**Extract:**

The trivial example is needing to attach the same file to a lot of documents will result in just a single instance of that file being kept around. There are actually quite a lot of use cases that call for this (for example, imagine the default profile picture), but this really shines when you start working with revisions. Every time that document changes (which include modifications to attachments, of course), a new revision is created. Instead of having each revision clone all of the attachments, or not have attachments tracked by revisions, each revisions will simply reference the same attachment data.  That way, you can get a whole view of the document at a point in time, implement auditing and tracking, etc.

Another cool aspect of attachments being attached to documents is that they flow in the same manner over replication. So if you modified a document and added an attachment, that modification will be replicated at the same time (and in the same transaction) as that attachment.

In terms of actually working with the attachments, we keep track of the references between documents and attachments internally, and expose them via the document metadata.

This is done so you don’t need to make any additional server calls to get the attachments on a specific documents. You just need to load it, and you have it all there.

This looks like this, note that you can get all the relevant information about the attachment directly from the document, without having to go elsewhere. This is also how you can compare attachment changes across revisions, and this allow you to write conflict resolution scripts that operate on documents and attachments seamlessly.

[Location annotation dataset excerpts]
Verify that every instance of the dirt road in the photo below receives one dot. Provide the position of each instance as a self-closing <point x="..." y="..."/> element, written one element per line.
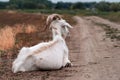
<point x="94" y="56"/>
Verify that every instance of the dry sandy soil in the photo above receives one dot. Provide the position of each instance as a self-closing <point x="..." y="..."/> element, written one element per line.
<point x="94" y="56"/>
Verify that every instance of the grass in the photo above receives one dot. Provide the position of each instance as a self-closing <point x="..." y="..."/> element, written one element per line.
<point x="8" y="35"/>
<point x="112" y="33"/>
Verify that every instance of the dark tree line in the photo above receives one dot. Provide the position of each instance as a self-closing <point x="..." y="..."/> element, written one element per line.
<point x="47" y="4"/>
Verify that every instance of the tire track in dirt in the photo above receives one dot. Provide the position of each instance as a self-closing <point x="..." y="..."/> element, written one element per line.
<point x="98" y="58"/>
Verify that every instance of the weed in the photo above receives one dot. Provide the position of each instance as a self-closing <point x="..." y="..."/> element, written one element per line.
<point x="112" y="33"/>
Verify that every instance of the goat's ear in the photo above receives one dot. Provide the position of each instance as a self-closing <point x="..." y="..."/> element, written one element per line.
<point x="64" y="23"/>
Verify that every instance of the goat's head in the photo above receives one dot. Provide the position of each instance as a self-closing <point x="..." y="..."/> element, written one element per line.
<point x="51" y="18"/>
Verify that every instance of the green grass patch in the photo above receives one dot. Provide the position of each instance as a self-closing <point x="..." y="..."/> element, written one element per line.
<point x="112" y="33"/>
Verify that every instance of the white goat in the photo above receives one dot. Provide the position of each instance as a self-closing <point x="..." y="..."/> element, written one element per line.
<point x="47" y="55"/>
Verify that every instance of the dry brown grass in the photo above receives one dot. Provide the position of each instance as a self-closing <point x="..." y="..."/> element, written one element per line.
<point x="8" y="34"/>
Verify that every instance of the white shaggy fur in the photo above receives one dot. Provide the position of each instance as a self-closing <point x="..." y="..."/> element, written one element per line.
<point x="47" y="55"/>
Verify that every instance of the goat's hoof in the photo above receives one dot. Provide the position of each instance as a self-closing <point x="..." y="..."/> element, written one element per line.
<point x="69" y="65"/>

**Things to do:**
1. Answer these questions about the passage on document attachments, each in a few words:
(a) What use case is given as an example for attaching the same file to many documents?
(b) When a document is modified and an attachment is added, how is that modification replicated relative to the attachment?
(c) Through what are the references between documents and attachments exposed?
2. Reproduce the part of the passage on document attachments that opens with the words containing "This is done" and closes with "and attachments seamlessly.".
3. Continue the passage on document attachments from the point where it stops.
The rows are separate material from the passage about document attachments.

**Responses in order:**
1.
(a) The default profile picture.
(b) At the same time as the attachment, and in the same transaction.
(c) Through the document metadata.

2.
This is done so you don’t need to make any additional server calls to get the attachments on a specific documents. You just need to load it, and you have it all there.

This looks like this, note that you can get all the relevant information about the attachment directly from the document, without having to go elsewhere. This is also how you can compare attachment changes across revisions, and this allow you to write conflict resolution scripts that operate on documents and attachments seamlessly.

3.
Putting the attachment information inside the document metadata is a design decision that was made because for the vast majority of the cases, the number of attachments per document is pretty small, and even in larger cases (dozens or hundreds of attachments) it works very well. If you have a case where a single document has many thousands or tens of thousands of attachments, that will likely be a very high load on the metadata, and you should consider splitting the attachments into multiple documents (sub documents with some domain knowledge will work).

Let us consider a big customer, to whom we keep issuing invoices. A good problem to have is that eventually we’ll issue enough invoices to that customer that we start suffering from very big metadata load just because of the attachment tracking. We can handle that by using (customer/1234/invoices/2017-04, customer/1234/invoices/2017-05 ) as the documents we’ll use to hang the attachments on.

This was done intentionally, because it mimics the same way you’ll split a file that has an unbounded growth (keeping all invoicing data for a big customer in a single document is also not a good idea, and has the same solution).

I previously wrote about the new attachments feature in RavenDB 4.0. Now it is ready to be seen by outside eyes.

As you can see in the image on the right, documents can now have attached attachments (I’m sorry, couldn’t think about a better way to phrase this). This give you the ability to store binary data inside RavenDB, but not as some free floating value that has only very loose connection to the rest of the system. Those attachments are strongly tied to their parent document, and allow you to store related information easily and right next to the document.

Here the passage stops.